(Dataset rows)

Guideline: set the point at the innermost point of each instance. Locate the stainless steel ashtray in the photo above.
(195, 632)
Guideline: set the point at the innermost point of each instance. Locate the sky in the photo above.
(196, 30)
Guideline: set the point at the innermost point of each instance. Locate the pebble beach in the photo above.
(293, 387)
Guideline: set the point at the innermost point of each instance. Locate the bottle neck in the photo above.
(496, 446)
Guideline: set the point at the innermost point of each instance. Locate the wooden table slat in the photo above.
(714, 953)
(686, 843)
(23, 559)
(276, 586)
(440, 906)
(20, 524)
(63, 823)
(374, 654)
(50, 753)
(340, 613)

→ **EXERCISE DIRECTIONS**:
Substitute "center" for every "innermost point" in the material above, then reproduce all of its lines with nothing else altered.

→ **FULL OUTPUT**:
Guideline: set the point at the center of each instance. Locate the stainless steel ashtray in the photo above.
(195, 632)
Guideline: set the point at the center of each instance. Locate the sky in the photo above.
(196, 30)
Guideline: set the point at the center of each instance. Locate the pebble beach in the photo above.
(293, 387)
Guideline: set the point at the center of each instance. Locate the bottle neck in the photo above.
(496, 446)
Guideline: set the point at the center of each instance. Locate the wooden table slat in the photo above.
(714, 953)
(686, 843)
(23, 559)
(276, 586)
(440, 906)
(20, 524)
(63, 823)
(374, 654)
(50, 753)
(340, 613)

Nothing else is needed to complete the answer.